◆ **Dokument**:
======

Jak oszczędzić na autostradach
Minister transportu uważa, że 5,6 mln euro
za kilometr autostrady to za dużo. Tymczasem już teraz podpisywane
są niemal dwukrotnie wyższe kontrakty, informuje "Życie Warszawy".
Wybudujemy taniej - tak minister transportu Jerzy Polaczek argumentuje wyrzucanie z budowy II etapu autostrady Gdańsk-Toruń prywatnego konsorcjum GTC. Kilometr odcinka z Nowych Marz do Torunia miało ono wybudować za 5,6 mln euro.
Adrian Furgalski, ekspert rynku transportowego z Zespołu Doradców Gospodarczych TOR uważa, że jeśli ktokolwiek twierdzi, że kilometr autostrady da się dziś wybudować w cenie 4-5 mln euro, to jest w błędzie. Obecnie realna cena kilometra to 8-9 mln euro.

======

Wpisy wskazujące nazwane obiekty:
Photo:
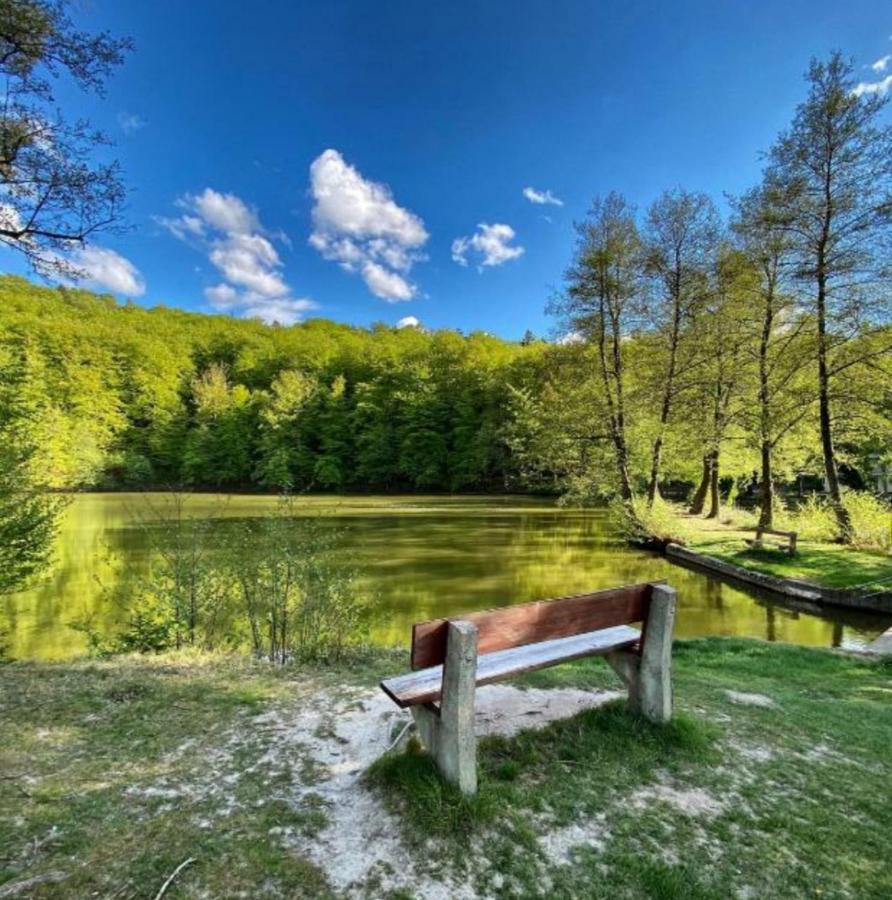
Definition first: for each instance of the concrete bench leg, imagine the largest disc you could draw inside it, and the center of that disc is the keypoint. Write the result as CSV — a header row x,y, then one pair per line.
x,y
448,732
648,675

======

◆ **Do wykonania**:
1. Jaką realną cenę kilometra autostrady podaje Adrian Furgalski w tekście o oszczędzaniu na autostradach?
2. Przepisz bez zmian fragment tekstu o kosztach autostrad: wszystko od "Jak oszczędzić na" w dół aż do "8-9 mln euro.".
3. Wypisz wszystkie różne kwoty za kilometr autostrady, które padają w tekście o oszczędzaniu na autostradach.

◆ **Wyniki zadań**:
1. 8-9 mln euro.

2.
Jak oszczędzić na autostradach
Minister transportu uważa, że 5,6 mln euro
za kilometr autostrady to za dużo. Tymczasem już teraz podpisywane
są niemal dwukrotnie wyższe kontrakty, informuje "Życie Warszawy".
Wybudujemy taniej - tak minister transportu Jerzy Polaczek argumentuje wyrzucanie z budowy II etapu autostrady Gdańsk-Toruń prywatnego konsorcjum GTC. Kilometr odcinka z Nowych Marz do Torunia miało ono wybudować za 5,6 mln euro.
Adrian Furgalski, ekspert rynku transportowego z Zespołu Doradców Gospodarczych TOR uważa, że jeśli ktokolwiek twierdzi, że kilometr autostrady da się dziś wybudować w cenie 4-5 mln euro, to jest w błędzie. Obecnie realna cena kilometra to 8-9 mln euro.

3.
5,6 mln euro
4-5 mln euro
8-9 mln euro